## LISTED RECORDS:
——————
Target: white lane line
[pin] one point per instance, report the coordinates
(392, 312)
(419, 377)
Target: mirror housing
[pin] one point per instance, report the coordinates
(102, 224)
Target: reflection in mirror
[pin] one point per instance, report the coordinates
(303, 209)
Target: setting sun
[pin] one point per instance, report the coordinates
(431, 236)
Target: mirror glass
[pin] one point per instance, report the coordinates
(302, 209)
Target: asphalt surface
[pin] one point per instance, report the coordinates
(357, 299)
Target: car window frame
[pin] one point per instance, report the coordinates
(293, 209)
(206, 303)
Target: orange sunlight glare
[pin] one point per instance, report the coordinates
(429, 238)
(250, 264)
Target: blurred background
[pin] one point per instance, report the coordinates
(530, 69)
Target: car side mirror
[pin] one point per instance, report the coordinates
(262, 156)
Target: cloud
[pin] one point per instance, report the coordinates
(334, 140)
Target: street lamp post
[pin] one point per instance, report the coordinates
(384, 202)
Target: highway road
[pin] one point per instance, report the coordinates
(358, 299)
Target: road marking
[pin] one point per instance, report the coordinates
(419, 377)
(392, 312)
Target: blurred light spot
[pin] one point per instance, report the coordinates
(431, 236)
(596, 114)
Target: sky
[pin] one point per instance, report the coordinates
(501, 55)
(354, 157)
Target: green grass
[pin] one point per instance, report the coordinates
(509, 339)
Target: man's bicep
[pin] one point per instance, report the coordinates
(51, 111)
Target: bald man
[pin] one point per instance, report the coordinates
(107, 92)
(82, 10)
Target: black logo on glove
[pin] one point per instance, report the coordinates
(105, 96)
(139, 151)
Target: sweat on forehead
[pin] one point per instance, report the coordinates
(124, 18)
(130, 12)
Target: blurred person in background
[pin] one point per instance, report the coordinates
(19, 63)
——————
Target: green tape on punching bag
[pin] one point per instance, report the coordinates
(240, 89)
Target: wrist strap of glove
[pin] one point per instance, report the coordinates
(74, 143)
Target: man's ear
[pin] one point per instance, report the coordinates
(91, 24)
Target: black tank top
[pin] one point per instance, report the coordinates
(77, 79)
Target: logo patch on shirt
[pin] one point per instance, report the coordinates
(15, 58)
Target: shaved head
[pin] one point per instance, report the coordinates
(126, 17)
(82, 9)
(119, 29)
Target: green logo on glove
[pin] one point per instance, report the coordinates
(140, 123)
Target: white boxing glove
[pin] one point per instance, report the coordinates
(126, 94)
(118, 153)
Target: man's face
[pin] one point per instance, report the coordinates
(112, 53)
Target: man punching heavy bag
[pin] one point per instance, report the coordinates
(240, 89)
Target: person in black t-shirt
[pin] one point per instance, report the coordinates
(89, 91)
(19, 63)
——————
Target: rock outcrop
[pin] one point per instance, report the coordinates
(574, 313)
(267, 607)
——————
Copy out every line of the records that contains the word "road", matching its case exactly.

Target: highway road
Target: road marking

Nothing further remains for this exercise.